Exercise prompt: Write out every line of the items below word for word, with no changes.

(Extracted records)

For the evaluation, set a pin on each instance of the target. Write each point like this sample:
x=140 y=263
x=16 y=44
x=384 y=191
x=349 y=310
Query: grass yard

Reply to the task:
For the evaluation, set a pin on each instance of the target. Write each point like this sample:
x=140 y=263
x=16 y=44
x=384 y=191
x=349 y=310
Query: grass yard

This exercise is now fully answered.